* STORED ROWS
::::::

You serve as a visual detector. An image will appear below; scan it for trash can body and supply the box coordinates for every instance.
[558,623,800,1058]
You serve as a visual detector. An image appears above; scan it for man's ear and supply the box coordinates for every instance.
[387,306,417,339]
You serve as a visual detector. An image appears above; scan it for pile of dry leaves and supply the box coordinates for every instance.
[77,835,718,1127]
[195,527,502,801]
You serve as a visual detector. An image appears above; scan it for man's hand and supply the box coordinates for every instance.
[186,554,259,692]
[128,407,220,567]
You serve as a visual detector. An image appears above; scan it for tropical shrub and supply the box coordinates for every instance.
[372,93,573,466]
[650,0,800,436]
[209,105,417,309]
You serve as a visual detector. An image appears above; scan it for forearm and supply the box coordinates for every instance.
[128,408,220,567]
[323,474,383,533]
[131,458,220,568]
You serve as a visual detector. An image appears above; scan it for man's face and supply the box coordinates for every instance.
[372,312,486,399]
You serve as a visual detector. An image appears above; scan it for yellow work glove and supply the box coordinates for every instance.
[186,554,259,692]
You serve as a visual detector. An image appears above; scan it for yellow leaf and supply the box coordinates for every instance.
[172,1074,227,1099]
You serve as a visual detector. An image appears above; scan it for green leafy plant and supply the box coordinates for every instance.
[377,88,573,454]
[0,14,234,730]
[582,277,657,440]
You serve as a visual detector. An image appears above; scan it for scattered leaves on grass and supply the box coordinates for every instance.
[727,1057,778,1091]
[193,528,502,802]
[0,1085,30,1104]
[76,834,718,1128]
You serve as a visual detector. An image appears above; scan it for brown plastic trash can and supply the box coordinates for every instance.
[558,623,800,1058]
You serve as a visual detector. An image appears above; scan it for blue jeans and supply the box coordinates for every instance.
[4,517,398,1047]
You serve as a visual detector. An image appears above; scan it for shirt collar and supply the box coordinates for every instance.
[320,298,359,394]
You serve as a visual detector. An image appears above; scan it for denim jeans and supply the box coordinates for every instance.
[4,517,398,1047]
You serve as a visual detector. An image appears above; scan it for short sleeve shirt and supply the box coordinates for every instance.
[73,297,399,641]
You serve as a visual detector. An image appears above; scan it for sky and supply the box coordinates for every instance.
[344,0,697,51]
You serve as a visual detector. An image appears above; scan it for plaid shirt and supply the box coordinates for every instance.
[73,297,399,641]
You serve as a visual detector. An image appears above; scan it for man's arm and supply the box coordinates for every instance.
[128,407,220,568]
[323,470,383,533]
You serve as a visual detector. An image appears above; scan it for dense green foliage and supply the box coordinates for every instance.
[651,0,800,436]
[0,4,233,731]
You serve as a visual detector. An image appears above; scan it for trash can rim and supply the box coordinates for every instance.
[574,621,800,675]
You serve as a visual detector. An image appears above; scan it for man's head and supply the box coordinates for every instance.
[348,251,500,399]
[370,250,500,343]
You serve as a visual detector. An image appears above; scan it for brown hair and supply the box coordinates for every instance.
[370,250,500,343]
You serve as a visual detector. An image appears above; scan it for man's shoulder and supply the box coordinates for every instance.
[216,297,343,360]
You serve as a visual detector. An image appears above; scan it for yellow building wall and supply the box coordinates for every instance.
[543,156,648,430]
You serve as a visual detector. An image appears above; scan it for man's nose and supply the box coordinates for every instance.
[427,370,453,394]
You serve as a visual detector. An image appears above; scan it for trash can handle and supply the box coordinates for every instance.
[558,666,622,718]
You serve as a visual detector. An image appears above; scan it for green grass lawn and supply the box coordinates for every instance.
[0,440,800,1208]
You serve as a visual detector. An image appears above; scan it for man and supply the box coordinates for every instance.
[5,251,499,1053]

::::::

* STATED TASK
Reproduce the entries above in full by retyping them exactly.

* ANSWER TO THE TASK
You serve as a visual detector. An image will appear below; scan it for trash can body and supply the box coordinates for every instance.
[558,623,800,1058]
You serve as a visual detector. An image appears above; scan it for man's ear and supply the box coordinates for every instance.
[387,306,417,339]
You serve as a visual detector. An image appears above; scan it for pile of dry leaves and supply the box coordinates for every instance.
[77,835,718,1127]
[195,527,502,801]
You serve as a visual detector. An image appears above; scan it for man's hand and supply the box coordinates for every instance.
[186,554,259,692]
[128,407,220,567]
You serve as a visual detector. An image appears above; scan it for tropical shrub and supply the box coordinates for every instance.
[372,93,573,466]
[650,0,800,436]
[209,105,417,309]
You serve as a visual detector. An image appears above; scan it for forearm and supply the box coordinates for every instance.
[128,408,220,567]
[323,474,383,533]
[131,458,220,568]
You serve as a visual detector. An image appears above; scan it for man's face and supply the box coordinates for every instance.
[372,312,486,399]
You serve as a visual detector. An image appears above; scan it for yellow work glove and supply the box coordinates for every instance.
[186,554,259,692]
You serve as a visual detector. An image appears above; scan it for yellow leaf and supply the box coordinates for every instance.
[172,1074,227,1099]
You serve as a visual detector. An image appears above; scan it for green leafy plant and supply the box coordinates for every instance.
[377,88,573,454]
[0,14,234,730]
[582,277,657,440]
You serve as a visual detector. An image appears above; scan it for scattered leaves on grass and supply the box coordinates for every instance.
[727,1057,778,1091]
[193,528,502,802]
[0,1085,30,1104]
[76,834,718,1128]
You serve as a visual detector. An image appears above; scan it for brown plastic trash can and supply the box coordinates for every instance.
[558,623,800,1058]
You serve as a visual detector. An image appears above; scan it for blue jeans and supply the box coordinates for every instance.
[4,517,398,1047]
You serve as a visual detector. An image appears above; scan it for shirt collar and supply the box coordinates for every instance.
[320,298,359,394]
You serve as a visual detector. An image appears above; scan it for denim jeans and supply the box coordinates for every instance.
[4,517,398,1047]
You serve as a visual detector. An image appears above; scan it for short sleeve shirt and supply the box coordinates for every instance.
[73,297,399,641]
You serve as a visual detector. An image appears above; scan it for sky and supply the box coordinates for every instance.
[344,0,697,51]
You serve as a visual detector. An image appears above; scan it for plaid shirt and supply the box coordinates for every instance.
[73,297,399,641]
You serve as a visual detector. An image appears above; scan it for man's arm and supply the box coordinates for every instance.
[128,407,220,568]
[323,470,383,533]
You serve as a visual detector. An image appears above; scan it for dense green foliage and supply the box coordinates for every instance.
[651,0,800,436]
[0,4,233,731]
You serve as a visual detector. An image appears above; scan it for trash can rim and supply the box coordinates for every instance.
[574,621,800,675]
You serve as a visual detector. An image appears above; scan it for man's head and supply the box coordinates for every instance.
[348,251,500,399]
[370,250,500,343]
You serve as a visual detector. An image appears above; scan it for brown hair and supply the box coordinates for every instance.
[370,250,500,343]
You serve as a visual detector. An image appears above; scan it for man's shoulder and supply the box coordinates for every instance.
[216,297,343,360]
You serve as a visual detector. An image appears above; scan it for yellow building wall and supply the box coordinates for every instance.
[543,156,648,430]
You serve as a visual detector. An image appears above; scan it for man's nose and supply the box coordinates for every instance.
[427,370,453,394]
You serve as a visual detector. An image appears above; scan it for trash can handle and supply the box coordinates for every instance.
[558,666,622,718]
You serve as a visual detector. An image appears above; scan it for green grass lawn and supply the box coordinates for every instance.
[0,440,800,1208]
You serve as a visual detector. An image appears above; scan it for man and supply the box coordinates for every instance.
[5,251,499,1053]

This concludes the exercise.